Nowhere are yields as low as in Japan’s debt market and nowhere are returns higher as Prime Minister Yukio Hatoyama’s government fails to stop deflation.

The combination of the fastest drop in consumer prices in five decades and the yen trading at about a 14-year high has turned Japanese government bonds into the past month’s best performers among the 26 markets tracked by Bloomberg and the European Federation of Financial Analysts Societies. The debt returned 3.6 per cent in dollar terms and 5.6 per cent in euros. So-called JGBs rose 0.83 per cent this year in local currency.

Deflation, or a persistent decline in consumer prices, is sparking demand even as Hatoyama boosts borrowing to a record ¥53.5 trillion ($607 billion) in the year ending March 2010 to pay for fiscal stimulus. Mitsubishi UFJ Financial Group Inc. and Yasuda Asset Management Co are buying 10-year notes yielding 1.275 per cent, lower than in the US, UK and Germany, for so-called real yields of 3.78 per cent after accounting for deflation. The comparable rate in the US is 3.70 per cent.

“The deflation trend could continue until 2011,” said Hideo Shimomura, who helps oversee about $56.5 billion as chief fund investor in Tokyo at Mitsubishi UFJ Asset Management Co, part of the world’s biggest bank by assets.

Work instruction: From the passage on Japanese government bonds, reproduce the stretch from "Nowhere are yields" through "to stop deflation.". Work only from the passage on Japanese government bonds.

Given records:
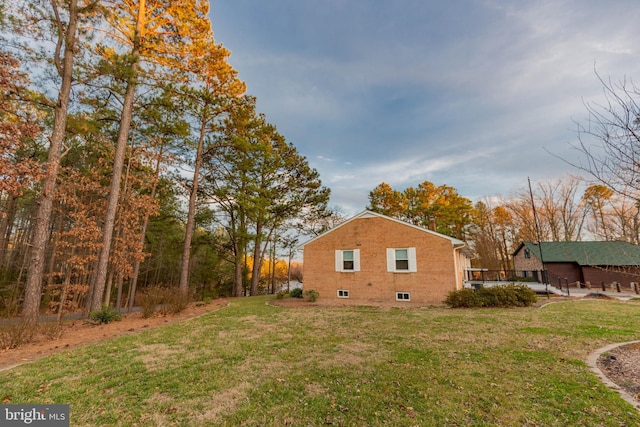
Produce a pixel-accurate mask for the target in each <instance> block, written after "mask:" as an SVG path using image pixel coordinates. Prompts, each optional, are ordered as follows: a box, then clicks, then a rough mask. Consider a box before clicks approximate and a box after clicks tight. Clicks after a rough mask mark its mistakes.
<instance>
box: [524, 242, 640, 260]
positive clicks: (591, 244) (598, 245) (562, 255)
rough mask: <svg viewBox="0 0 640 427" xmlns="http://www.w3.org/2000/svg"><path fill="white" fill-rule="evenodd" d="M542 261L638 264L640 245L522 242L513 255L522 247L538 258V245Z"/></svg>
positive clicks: (631, 244) (605, 243)
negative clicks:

Result of the task:
Nowhere are yields as low as in Japan’s debt market and nowhere are returns higher as Prime Minister Yukio Hatoyama’s government fails to stop deflation.